── Records for this exercise ──

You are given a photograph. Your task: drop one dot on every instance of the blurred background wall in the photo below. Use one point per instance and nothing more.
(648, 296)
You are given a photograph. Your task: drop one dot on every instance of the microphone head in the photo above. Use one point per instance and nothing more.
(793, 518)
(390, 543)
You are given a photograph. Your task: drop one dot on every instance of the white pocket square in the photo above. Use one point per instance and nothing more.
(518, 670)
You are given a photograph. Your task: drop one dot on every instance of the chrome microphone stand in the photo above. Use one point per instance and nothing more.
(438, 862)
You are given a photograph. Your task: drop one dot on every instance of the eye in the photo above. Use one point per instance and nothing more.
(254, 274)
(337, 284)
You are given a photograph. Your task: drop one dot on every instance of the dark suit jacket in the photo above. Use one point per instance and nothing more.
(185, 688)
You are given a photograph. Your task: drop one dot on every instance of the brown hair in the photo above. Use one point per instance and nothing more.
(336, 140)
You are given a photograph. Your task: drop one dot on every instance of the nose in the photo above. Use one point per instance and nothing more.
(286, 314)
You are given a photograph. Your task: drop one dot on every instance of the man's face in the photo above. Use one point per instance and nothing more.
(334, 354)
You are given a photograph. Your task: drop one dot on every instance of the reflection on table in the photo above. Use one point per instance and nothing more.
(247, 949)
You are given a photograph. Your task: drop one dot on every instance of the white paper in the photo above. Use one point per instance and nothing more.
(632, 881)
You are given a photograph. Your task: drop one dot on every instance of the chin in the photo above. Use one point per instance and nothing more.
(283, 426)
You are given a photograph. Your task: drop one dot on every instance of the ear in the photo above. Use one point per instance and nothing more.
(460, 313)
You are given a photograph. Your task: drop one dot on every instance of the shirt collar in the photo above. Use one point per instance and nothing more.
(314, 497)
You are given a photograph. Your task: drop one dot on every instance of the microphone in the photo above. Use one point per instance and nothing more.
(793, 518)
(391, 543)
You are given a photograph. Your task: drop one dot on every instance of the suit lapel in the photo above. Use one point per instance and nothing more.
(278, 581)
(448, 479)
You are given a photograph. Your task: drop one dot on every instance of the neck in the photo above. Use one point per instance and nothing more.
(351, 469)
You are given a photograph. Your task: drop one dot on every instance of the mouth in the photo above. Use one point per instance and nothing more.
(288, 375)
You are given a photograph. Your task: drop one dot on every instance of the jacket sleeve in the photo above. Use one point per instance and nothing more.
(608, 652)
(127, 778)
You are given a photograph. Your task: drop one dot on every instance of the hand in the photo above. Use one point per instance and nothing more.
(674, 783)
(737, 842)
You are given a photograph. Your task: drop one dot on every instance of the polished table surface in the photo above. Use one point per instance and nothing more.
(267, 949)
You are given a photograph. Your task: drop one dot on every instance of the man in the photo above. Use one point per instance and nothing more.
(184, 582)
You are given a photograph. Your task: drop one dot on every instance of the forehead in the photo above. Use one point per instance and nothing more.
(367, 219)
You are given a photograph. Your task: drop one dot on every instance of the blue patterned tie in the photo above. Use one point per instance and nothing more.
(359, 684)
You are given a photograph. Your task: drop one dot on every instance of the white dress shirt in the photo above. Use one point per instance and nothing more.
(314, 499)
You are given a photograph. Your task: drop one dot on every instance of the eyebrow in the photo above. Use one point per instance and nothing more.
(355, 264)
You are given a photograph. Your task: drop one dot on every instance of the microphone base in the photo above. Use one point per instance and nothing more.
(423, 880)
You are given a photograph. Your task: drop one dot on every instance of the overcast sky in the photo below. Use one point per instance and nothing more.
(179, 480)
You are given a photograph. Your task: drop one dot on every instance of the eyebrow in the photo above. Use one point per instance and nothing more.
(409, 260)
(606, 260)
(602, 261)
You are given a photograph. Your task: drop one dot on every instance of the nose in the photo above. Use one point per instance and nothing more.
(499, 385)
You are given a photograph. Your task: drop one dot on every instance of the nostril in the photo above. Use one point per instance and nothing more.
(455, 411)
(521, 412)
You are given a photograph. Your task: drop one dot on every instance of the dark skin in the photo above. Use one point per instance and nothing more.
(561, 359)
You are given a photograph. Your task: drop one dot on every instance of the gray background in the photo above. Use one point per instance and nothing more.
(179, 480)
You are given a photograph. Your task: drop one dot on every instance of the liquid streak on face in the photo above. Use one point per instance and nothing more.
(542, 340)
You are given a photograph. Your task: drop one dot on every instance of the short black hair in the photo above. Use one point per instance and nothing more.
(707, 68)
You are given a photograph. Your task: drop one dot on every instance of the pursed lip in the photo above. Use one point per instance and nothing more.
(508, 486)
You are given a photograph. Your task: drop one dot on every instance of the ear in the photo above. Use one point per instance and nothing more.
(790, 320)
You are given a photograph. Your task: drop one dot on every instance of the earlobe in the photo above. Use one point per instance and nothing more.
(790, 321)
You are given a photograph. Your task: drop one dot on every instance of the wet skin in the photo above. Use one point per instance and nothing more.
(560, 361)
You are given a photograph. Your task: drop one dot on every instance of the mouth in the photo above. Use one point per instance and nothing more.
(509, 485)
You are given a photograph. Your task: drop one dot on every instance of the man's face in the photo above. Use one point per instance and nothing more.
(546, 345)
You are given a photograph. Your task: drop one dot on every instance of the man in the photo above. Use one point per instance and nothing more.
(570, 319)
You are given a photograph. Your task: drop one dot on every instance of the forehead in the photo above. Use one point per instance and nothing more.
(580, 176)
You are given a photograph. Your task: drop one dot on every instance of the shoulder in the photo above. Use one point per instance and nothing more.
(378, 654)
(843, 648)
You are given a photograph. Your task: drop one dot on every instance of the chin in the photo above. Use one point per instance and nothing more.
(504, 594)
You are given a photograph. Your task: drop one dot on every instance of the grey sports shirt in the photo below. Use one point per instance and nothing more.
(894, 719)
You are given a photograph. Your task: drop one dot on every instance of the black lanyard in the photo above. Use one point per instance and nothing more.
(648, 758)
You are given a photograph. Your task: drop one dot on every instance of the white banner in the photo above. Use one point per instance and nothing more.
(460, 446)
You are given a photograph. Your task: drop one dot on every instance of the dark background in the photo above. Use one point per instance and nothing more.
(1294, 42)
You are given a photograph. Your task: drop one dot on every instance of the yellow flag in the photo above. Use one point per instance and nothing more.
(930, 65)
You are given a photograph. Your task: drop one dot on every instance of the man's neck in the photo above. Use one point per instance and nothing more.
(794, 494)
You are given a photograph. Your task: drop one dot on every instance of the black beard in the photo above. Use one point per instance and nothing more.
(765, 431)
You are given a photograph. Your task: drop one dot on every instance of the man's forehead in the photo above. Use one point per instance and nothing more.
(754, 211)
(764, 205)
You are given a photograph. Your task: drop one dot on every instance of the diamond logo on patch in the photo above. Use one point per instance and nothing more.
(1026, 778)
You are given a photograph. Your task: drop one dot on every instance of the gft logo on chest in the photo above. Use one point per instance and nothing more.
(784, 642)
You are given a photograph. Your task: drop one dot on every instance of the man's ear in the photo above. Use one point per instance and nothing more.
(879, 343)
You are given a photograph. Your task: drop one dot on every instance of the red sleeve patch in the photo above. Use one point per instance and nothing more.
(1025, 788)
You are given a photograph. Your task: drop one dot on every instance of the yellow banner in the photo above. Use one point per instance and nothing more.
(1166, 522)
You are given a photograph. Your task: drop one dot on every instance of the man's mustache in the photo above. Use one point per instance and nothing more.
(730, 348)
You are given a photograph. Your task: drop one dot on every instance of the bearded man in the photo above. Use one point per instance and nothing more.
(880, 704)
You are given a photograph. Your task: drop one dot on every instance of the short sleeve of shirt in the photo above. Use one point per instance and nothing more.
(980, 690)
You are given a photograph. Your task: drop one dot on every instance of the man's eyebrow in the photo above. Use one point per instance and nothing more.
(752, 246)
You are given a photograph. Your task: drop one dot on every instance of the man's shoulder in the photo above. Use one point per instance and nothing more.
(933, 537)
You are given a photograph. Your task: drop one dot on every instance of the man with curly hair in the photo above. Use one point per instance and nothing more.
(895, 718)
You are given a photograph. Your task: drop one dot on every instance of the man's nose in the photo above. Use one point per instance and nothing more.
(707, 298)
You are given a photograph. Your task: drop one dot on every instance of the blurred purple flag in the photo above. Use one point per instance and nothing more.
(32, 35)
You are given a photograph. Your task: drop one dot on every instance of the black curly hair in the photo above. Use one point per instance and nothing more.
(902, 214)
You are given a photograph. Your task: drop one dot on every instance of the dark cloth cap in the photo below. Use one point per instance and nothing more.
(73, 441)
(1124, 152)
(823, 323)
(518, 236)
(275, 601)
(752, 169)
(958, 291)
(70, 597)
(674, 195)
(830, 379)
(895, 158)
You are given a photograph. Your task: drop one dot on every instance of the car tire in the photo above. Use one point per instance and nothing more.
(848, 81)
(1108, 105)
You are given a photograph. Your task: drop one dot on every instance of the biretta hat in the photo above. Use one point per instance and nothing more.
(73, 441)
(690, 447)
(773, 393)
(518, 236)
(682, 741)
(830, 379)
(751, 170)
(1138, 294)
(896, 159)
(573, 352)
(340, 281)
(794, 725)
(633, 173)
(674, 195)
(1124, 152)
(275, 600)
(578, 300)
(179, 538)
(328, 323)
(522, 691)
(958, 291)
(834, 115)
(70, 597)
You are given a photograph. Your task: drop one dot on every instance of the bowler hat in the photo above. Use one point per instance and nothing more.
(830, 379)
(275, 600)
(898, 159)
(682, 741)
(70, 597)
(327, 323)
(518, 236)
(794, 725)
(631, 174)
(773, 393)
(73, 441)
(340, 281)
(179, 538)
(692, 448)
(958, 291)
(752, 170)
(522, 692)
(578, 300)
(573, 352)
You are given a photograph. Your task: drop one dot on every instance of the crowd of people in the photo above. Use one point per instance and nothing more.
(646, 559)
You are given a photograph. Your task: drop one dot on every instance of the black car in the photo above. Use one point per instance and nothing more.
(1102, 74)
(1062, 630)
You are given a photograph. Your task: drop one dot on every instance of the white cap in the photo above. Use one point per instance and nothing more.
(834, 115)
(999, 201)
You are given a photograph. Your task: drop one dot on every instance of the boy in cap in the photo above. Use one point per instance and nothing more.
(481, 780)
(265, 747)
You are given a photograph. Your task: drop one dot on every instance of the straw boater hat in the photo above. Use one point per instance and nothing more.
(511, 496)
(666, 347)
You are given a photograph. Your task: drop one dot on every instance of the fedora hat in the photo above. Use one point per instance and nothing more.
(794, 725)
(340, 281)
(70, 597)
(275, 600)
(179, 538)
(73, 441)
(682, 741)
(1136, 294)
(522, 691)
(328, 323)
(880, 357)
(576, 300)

───

Set task: Copy everything from the row containing "the car tire" down to the row containing "(1108, 105)", substituting "bicycle wheel" for "car tire" and leaving everything else unchanged.

Response for this exercise:
You are given a photograph. Your task: drop one dot on every instance of the bicycle wheel in the photo above. Use one point per instance and nothing more.
(848, 81)
(1108, 105)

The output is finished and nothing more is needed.